Information provided —

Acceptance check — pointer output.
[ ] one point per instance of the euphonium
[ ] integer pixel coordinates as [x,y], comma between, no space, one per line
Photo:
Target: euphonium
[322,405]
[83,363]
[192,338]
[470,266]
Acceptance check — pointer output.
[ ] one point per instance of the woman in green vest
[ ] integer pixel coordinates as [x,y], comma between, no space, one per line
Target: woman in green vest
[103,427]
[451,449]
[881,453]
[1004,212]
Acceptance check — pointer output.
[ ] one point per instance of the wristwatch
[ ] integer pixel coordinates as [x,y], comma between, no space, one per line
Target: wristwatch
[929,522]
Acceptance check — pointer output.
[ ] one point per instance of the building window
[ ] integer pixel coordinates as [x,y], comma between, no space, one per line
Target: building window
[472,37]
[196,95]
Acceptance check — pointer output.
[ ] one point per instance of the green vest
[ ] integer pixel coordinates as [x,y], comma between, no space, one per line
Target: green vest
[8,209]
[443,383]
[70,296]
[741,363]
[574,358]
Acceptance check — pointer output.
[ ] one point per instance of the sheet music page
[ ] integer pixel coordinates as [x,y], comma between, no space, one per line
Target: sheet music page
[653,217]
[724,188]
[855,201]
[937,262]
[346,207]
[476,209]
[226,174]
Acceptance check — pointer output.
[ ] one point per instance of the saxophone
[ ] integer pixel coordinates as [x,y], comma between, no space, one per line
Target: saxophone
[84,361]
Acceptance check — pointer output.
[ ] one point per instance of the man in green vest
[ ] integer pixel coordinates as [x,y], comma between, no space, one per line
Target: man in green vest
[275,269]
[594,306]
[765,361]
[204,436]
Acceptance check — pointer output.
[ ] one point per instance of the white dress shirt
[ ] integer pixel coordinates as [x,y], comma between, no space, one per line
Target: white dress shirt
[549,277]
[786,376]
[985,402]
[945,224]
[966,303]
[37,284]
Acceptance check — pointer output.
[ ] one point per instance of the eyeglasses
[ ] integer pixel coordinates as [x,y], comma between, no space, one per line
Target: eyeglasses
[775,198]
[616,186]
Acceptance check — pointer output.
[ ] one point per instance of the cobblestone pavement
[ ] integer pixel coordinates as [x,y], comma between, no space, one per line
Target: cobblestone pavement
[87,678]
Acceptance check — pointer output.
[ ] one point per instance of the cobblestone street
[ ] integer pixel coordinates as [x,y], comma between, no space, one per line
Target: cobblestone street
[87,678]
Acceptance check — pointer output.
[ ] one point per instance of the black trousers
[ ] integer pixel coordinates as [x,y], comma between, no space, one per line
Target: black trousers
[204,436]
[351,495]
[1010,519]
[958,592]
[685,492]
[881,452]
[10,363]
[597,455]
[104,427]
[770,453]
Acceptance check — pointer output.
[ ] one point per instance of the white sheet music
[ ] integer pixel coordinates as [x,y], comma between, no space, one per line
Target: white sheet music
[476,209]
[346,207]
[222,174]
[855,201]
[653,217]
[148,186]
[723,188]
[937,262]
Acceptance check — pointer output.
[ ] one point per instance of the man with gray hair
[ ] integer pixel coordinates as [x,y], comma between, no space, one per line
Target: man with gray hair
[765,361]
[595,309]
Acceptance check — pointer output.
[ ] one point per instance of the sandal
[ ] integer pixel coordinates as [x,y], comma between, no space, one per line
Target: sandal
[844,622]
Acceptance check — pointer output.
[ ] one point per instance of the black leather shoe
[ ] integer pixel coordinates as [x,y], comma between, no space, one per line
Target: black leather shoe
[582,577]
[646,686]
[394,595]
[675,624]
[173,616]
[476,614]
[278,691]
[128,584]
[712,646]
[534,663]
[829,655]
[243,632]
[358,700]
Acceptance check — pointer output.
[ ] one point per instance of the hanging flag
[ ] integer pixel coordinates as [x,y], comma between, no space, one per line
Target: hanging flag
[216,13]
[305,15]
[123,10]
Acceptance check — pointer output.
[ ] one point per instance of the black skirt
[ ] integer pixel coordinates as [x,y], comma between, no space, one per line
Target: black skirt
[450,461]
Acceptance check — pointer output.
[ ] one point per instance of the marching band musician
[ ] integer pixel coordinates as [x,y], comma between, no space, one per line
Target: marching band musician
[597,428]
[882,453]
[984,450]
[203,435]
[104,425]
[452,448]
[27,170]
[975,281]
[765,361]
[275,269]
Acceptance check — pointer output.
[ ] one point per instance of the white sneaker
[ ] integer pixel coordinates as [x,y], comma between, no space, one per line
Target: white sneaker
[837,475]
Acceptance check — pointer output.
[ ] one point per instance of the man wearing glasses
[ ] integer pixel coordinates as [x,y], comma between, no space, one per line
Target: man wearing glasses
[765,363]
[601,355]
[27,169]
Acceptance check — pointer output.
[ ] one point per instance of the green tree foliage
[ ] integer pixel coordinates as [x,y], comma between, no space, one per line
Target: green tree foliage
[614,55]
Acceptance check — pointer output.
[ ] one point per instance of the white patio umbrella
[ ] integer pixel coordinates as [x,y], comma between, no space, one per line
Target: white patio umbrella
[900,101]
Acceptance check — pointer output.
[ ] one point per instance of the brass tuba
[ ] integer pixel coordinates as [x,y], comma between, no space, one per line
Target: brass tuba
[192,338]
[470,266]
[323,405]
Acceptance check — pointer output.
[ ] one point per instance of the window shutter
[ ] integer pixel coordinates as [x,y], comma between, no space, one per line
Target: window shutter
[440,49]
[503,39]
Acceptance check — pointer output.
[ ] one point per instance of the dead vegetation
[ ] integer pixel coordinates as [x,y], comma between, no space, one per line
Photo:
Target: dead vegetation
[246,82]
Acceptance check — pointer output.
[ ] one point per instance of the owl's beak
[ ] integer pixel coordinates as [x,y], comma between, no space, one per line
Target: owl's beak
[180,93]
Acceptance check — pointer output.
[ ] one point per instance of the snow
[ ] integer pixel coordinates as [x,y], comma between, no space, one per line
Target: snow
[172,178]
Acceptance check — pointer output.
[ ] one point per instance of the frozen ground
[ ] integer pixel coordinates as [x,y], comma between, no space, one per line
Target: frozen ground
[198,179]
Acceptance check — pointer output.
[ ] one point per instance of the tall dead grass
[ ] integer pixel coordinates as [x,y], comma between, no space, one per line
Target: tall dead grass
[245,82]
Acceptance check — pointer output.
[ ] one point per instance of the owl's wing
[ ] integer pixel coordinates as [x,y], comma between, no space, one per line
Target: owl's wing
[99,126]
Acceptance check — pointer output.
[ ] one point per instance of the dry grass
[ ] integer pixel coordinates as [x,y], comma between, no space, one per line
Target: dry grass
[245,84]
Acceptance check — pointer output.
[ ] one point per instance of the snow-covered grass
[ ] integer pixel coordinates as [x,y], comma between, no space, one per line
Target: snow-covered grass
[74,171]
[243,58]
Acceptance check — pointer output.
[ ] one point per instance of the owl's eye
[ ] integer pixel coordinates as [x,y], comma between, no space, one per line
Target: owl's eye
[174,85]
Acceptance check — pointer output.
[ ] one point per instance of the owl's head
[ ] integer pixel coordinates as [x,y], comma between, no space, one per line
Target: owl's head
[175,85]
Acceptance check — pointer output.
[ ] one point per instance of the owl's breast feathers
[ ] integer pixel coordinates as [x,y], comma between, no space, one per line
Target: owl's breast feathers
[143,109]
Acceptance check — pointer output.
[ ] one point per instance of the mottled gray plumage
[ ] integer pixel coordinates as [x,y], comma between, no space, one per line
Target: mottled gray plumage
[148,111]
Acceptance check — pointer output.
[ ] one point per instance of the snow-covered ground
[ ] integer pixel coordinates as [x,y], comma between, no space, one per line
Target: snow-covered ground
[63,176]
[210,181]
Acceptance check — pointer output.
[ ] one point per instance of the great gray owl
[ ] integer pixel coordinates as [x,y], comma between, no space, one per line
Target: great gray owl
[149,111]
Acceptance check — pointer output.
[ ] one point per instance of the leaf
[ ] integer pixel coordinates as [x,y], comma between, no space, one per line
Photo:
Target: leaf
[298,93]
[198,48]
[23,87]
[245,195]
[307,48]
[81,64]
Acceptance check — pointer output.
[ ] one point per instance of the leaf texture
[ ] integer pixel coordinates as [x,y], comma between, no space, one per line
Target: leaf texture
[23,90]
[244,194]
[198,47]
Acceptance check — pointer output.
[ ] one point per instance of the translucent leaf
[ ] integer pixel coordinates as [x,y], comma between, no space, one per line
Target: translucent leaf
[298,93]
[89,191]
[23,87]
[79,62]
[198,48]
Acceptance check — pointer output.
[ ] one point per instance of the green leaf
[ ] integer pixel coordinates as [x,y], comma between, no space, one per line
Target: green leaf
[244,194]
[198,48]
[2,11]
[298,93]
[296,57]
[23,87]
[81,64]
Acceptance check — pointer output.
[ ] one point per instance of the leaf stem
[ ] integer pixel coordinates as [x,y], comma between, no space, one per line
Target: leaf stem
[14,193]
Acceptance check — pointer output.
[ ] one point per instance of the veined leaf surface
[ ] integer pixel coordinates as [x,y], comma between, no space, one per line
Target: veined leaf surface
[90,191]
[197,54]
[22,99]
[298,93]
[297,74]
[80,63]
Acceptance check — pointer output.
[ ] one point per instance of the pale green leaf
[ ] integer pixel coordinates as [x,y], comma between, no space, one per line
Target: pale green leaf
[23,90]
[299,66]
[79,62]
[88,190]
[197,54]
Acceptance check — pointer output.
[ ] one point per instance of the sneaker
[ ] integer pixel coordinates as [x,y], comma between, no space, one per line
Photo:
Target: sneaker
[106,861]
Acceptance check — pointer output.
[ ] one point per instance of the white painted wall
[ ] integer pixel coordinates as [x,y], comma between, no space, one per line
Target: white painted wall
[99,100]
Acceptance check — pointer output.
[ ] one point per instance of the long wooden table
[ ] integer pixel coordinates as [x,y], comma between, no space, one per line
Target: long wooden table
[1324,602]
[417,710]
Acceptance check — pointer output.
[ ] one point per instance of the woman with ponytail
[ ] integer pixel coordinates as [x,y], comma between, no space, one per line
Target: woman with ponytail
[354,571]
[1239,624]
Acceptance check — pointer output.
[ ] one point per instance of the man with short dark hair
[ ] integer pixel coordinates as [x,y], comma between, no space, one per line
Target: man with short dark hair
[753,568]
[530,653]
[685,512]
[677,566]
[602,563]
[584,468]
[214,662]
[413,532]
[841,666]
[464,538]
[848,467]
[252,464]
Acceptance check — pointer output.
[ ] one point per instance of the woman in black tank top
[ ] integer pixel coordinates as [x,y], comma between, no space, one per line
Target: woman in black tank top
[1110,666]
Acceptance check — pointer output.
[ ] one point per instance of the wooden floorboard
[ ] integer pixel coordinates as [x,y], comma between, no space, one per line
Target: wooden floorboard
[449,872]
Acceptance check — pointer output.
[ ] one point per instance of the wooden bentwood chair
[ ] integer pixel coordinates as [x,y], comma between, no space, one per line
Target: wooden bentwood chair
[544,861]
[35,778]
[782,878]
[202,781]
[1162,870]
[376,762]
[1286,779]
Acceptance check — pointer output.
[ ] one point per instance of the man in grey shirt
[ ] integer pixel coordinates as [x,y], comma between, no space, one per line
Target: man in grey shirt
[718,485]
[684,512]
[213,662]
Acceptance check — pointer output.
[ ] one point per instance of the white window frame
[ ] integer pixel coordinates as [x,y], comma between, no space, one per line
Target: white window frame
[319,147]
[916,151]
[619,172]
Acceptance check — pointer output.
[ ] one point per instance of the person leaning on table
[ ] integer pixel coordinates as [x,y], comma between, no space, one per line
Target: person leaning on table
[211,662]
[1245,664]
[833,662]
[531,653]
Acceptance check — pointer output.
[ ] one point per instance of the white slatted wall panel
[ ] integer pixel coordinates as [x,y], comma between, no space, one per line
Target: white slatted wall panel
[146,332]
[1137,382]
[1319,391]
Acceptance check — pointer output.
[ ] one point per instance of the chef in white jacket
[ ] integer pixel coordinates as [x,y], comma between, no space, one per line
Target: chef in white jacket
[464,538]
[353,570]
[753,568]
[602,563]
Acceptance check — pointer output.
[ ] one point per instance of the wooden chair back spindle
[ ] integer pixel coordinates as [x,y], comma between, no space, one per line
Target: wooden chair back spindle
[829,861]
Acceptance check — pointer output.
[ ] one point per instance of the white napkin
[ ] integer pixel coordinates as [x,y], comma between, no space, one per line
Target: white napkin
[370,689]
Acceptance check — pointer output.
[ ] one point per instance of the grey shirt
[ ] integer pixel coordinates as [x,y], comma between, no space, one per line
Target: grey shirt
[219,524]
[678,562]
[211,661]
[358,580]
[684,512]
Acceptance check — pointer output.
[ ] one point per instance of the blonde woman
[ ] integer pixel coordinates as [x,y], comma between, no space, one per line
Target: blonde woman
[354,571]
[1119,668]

Aim —
List each line of the records above that contains the word "eyeglasses".

Result —
[ ] one point per instance of the eyeglasses
Target: eyeglasses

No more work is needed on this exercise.